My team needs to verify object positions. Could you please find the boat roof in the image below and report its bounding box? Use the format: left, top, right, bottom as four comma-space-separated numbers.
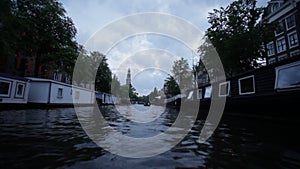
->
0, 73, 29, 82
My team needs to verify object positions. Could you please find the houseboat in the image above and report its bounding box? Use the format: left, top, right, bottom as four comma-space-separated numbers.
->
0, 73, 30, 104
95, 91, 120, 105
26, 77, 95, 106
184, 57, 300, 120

------------------------------

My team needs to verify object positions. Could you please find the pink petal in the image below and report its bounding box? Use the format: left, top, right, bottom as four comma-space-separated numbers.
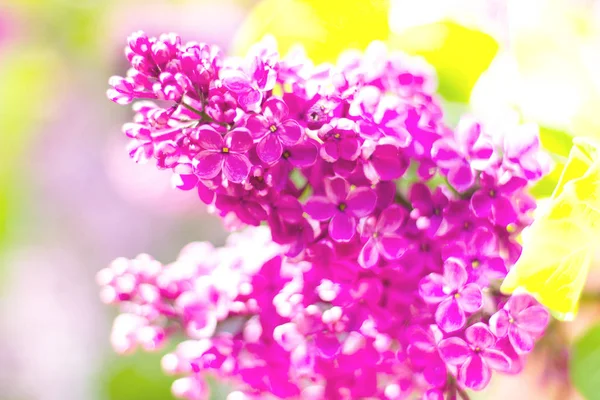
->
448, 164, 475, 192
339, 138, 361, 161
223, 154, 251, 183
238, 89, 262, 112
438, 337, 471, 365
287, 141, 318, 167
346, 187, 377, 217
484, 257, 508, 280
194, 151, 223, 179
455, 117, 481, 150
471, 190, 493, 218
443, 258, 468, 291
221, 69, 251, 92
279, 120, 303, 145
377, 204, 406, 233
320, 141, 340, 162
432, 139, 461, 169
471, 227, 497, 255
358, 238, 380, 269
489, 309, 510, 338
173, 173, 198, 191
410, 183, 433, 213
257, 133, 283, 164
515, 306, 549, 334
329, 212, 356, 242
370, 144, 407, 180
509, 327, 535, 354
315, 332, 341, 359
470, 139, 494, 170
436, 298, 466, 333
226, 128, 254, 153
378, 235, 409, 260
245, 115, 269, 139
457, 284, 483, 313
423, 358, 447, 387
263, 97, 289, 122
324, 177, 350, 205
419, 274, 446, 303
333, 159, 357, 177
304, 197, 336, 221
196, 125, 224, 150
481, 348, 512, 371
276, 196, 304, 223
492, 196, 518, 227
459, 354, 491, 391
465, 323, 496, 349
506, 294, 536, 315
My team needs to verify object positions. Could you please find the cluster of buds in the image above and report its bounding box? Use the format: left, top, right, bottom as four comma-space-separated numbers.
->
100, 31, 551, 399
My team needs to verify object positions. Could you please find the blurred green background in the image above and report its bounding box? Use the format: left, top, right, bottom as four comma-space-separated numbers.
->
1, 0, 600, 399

------------------------------

If a line in the material contains the word "above", copy that line.

My team needs to verify object positions. Could you please find the houseboat in the image above and report its bounding box? Use the format: left, top, right, bottom as four comma-space-separated numbers.
My team needs to verify object positions. Could you please find the cluster of buds in the image above and report its bounding box? Use the format: left, top, right, bottom as four comma-space-separated numbers.
My team needs to verify object positions. Could you please find the blurred green background in the image above and report its bounding box? Use the format: left, top, right, bottom as four comma-space-separated numbers.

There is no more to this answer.